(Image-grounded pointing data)
==*==
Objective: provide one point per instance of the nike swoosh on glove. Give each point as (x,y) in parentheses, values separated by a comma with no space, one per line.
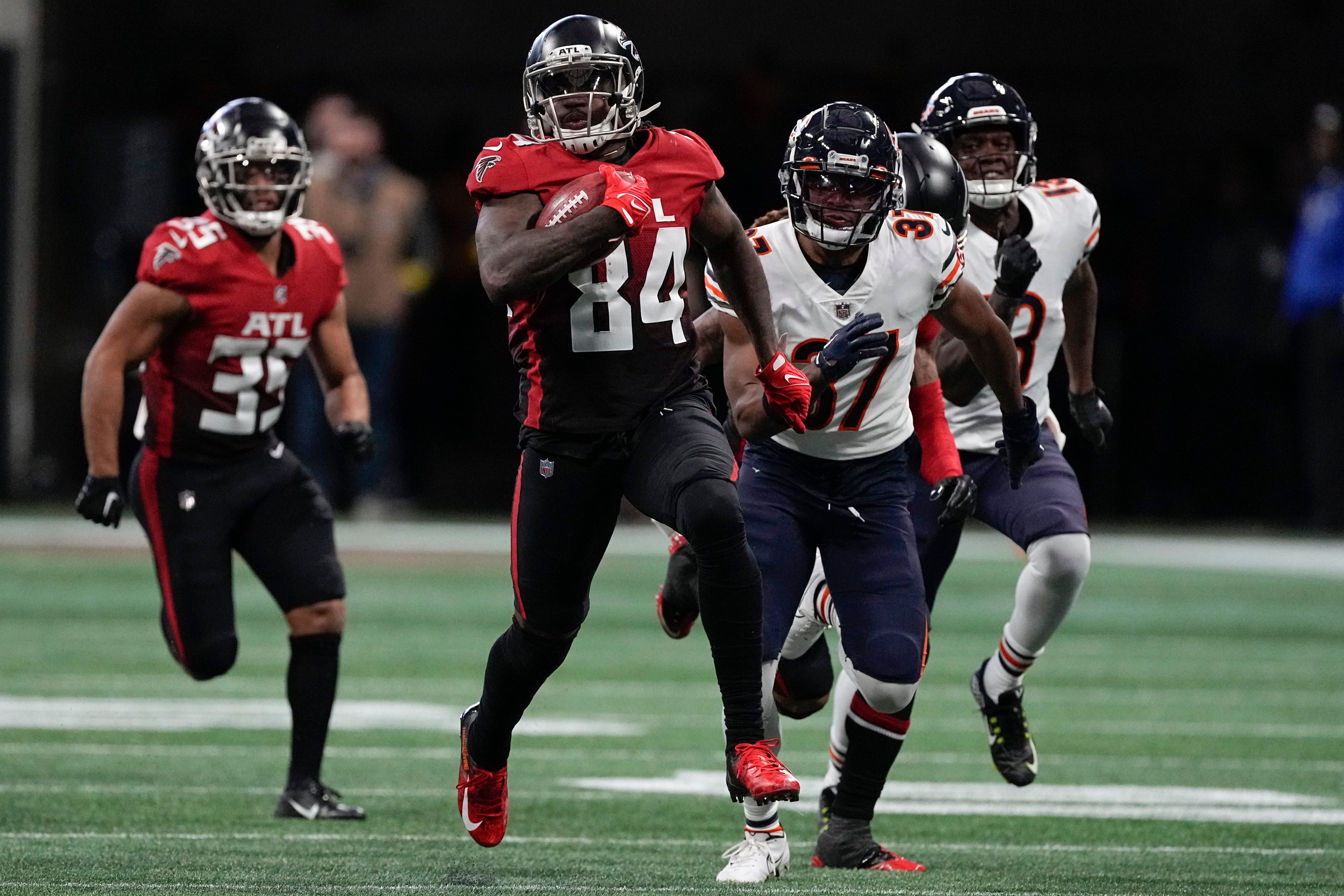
(100,500)
(787,391)
(357,440)
(957,495)
(851,344)
(1017,264)
(629,195)
(1021,445)
(1092,416)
==*==
*Exercise details:* Repeat the records word for word and drop any pictures.

*Task response:*
Objective: provide one point per instance of the nike swoosh on glove. Give each point as (x,y) in parentheses, values separated by a comma with no space, one per line.
(100,500)
(787,391)
(357,440)
(957,495)
(851,344)
(1017,264)
(629,195)
(1021,445)
(1092,416)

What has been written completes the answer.